- [What is needed] Restate the full set of records exactly, without adding or dropping a word.

- [Supplied material]
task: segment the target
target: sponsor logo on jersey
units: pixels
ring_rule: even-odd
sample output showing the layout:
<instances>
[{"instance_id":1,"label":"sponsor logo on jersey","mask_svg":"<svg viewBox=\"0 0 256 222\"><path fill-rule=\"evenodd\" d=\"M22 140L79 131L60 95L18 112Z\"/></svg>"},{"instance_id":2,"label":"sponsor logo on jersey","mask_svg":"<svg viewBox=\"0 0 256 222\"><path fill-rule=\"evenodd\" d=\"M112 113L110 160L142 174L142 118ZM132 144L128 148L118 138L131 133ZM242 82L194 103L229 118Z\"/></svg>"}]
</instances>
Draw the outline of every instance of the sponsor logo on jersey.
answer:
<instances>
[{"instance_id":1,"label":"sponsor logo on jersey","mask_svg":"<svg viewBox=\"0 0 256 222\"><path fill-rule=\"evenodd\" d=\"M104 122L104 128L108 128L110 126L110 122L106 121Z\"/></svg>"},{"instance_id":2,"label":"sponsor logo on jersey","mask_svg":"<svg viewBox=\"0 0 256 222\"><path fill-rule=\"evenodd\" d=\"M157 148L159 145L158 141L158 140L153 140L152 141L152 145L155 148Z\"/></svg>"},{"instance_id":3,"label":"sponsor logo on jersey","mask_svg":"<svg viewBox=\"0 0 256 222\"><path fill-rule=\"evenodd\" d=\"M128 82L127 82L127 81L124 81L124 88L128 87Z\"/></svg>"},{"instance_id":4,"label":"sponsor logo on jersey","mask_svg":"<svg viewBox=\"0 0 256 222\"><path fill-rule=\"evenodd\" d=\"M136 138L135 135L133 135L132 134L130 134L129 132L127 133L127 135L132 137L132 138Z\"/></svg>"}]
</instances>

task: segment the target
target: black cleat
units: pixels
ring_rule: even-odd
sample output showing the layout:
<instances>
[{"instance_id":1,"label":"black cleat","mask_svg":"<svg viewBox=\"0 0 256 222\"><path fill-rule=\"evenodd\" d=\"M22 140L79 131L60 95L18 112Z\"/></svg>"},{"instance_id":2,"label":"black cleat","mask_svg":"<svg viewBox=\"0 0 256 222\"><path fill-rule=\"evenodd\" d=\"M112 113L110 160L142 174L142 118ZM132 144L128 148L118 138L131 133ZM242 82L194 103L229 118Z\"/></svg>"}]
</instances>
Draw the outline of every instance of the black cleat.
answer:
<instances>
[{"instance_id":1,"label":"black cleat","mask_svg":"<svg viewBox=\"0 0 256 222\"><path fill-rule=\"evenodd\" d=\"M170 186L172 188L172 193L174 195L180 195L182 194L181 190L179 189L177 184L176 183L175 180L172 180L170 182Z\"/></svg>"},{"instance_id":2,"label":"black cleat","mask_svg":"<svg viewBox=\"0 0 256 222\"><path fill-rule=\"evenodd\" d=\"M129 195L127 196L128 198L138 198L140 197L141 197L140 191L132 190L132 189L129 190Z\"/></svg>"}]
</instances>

- [Full answer]
task: segment the target
target: sponsor logo on jersey
units: pixels
ring_rule: even-odd
sample output showing the layout:
<instances>
[{"instance_id":1,"label":"sponsor logo on jersey","mask_svg":"<svg viewBox=\"0 0 256 222\"><path fill-rule=\"evenodd\" d=\"M22 140L79 131L60 95L18 112Z\"/></svg>"},{"instance_id":2,"label":"sponsor logo on jersey","mask_svg":"<svg viewBox=\"0 0 256 222\"><path fill-rule=\"evenodd\" d=\"M112 113L110 160L142 174L142 118ZM132 144L128 148L118 138L131 133ZM242 82L194 103L229 118Z\"/></svg>"}]
</instances>
Draw the outline of every instance of the sponsor logo on jersey.
answer:
<instances>
[{"instance_id":1,"label":"sponsor logo on jersey","mask_svg":"<svg viewBox=\"0 0 256 222\"><path fill-rule=\"evenodd\" d=\"M104 122L104 128L108 128L110 126L110 122L106 121Z\"/></svg>"},{"instance_id":2,"label":"sponsor logo on jersey","mask_svg":"<svg viewBox=\"0 0 256 222\"><path fill-rule=\"evenodd\" d=\"M157 148L159 145L158 141L158 140L153 140L152 141L152 145L155 148Z\"/></svg>"},{"instance_id":3,"label":"sponsor logo on jersey","mask_svg":"<svg viewBox=\"0 0 256 222\"><path fill-rule=\"evenodd\" d=\"M128 82L127 82L127 81L124 81L124 88L128 87Z\"/></svg>"},{"instance_id":4,"label":"sponsor logo on jersey","mask_svg":"<svg viewBox=\"0 0 256 222\"><path fill-rule=\"evenodd\" d=\"M136 138L135 135L133 135L132 134L130 134L129 132L127 133L127 135L132 137L132 138Z\"/></svg>"}]
</instances>

task: segment the target
target: black cleat
units: pixels
ring_rule: even-odd
sample output showing the layout:
<instances>
[{"instance_id":1,"label":"black cleat","mask_svg":"<svg viewBox=\"0 0 256 222\"><path fill-rule=\"evenodd\" d=\"M22 140L79 131L60 95L18 112Z\"/></svg>"},{"instance_id":2,"label":"black cleat","mask_svg":"<svg viewBox=\"0 0 256 222\"><path fill-rule=\"evenodd\" d=\"M112 113L110 160L142 174L142 118ZM132 144L128 148L118 138L131 133ZM242 82L194 103L229 118Z\"/></svg>"}]
</instances>
Draw the outline of every instance of the black cleat.
answer:
<instances>
[{"instance_id":1,"label":"black cleat","mask_svg":"<svg viewBox=\"0 0 256 222\"><path fill-rule=\"evenodd\" d=\"M170 186L172 188L172 193L174 195L180 195L182 194L181 190L179 189L177 184L176 183L175 180L172 180L170 182Z\"/></svg>"},{"instance_id":2,"label":"black cleat","mask_svg":"<svg viewBox=\"0 0 256 222\"><path fill-rule=\"evenodd\" d=\"M129 195L127 196L128 198L138 198L140 197L141 197L140 191L132 190L132 189L129 190Z\"/></svg>"}]
</instances>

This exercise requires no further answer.